▸ PROBLEM TO SOLVE
Locate every line in the material below that contains the string "jacket", and copy each of those lines. Matches are case-sensitive.
===============
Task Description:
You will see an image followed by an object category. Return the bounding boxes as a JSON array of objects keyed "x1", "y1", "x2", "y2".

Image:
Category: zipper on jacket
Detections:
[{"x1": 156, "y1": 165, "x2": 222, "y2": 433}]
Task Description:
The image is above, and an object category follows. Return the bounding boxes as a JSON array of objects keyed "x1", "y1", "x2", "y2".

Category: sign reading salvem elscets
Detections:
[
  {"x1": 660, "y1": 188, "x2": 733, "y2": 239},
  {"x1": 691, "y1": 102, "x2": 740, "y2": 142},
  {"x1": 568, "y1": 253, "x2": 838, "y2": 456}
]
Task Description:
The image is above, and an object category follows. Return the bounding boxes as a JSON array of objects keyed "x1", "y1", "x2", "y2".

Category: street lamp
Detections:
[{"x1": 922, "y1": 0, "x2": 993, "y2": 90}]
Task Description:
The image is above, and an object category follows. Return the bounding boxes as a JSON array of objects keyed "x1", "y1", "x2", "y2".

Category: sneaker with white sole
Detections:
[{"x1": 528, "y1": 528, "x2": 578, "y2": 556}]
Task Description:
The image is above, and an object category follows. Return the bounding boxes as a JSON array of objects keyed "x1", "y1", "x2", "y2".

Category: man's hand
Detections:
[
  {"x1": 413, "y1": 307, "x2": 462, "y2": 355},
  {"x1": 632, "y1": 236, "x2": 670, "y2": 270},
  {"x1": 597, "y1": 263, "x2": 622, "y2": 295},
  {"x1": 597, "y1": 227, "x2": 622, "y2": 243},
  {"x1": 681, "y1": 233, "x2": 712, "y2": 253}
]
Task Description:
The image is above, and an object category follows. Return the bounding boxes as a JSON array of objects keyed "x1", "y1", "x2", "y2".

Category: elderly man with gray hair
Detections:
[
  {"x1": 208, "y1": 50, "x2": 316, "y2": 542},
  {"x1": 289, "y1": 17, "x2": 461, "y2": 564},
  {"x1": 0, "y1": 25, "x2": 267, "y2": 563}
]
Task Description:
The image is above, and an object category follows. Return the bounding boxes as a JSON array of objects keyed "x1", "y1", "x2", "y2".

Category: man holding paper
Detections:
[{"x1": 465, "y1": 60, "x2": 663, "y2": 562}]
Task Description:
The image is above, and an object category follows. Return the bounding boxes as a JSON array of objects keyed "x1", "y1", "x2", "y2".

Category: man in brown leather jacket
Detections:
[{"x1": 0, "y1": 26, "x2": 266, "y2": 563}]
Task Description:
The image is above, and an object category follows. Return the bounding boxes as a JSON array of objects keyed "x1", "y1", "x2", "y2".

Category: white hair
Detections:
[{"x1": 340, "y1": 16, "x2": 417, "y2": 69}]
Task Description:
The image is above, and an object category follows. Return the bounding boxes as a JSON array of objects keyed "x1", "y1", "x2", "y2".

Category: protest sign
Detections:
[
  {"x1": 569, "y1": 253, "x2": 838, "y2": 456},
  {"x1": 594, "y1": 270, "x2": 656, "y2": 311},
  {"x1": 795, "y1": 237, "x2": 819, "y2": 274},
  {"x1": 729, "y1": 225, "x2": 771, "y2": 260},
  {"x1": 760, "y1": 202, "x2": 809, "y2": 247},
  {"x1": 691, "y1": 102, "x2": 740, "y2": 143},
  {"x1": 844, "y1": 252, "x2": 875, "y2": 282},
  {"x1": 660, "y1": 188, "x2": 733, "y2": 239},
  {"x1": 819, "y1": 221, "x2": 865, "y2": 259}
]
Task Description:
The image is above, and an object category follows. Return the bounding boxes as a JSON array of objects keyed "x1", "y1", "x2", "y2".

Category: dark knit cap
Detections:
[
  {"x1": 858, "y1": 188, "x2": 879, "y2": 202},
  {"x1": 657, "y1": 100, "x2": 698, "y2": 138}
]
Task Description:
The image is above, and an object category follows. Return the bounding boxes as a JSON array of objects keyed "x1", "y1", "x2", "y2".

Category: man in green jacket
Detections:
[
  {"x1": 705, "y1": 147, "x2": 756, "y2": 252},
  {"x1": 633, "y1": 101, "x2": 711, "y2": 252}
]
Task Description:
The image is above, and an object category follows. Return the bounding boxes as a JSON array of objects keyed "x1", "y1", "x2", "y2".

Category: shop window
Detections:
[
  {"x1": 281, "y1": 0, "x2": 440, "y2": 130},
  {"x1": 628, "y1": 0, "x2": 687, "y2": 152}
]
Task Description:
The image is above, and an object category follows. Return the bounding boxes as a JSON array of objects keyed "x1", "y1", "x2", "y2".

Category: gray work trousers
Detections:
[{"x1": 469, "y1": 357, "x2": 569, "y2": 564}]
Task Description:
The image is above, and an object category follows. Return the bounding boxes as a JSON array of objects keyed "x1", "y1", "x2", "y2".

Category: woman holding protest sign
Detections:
===============
▸ THE RESPONSE
Category: zipper on jacket
Category: man in brown leather jacket
Category: man in green jacket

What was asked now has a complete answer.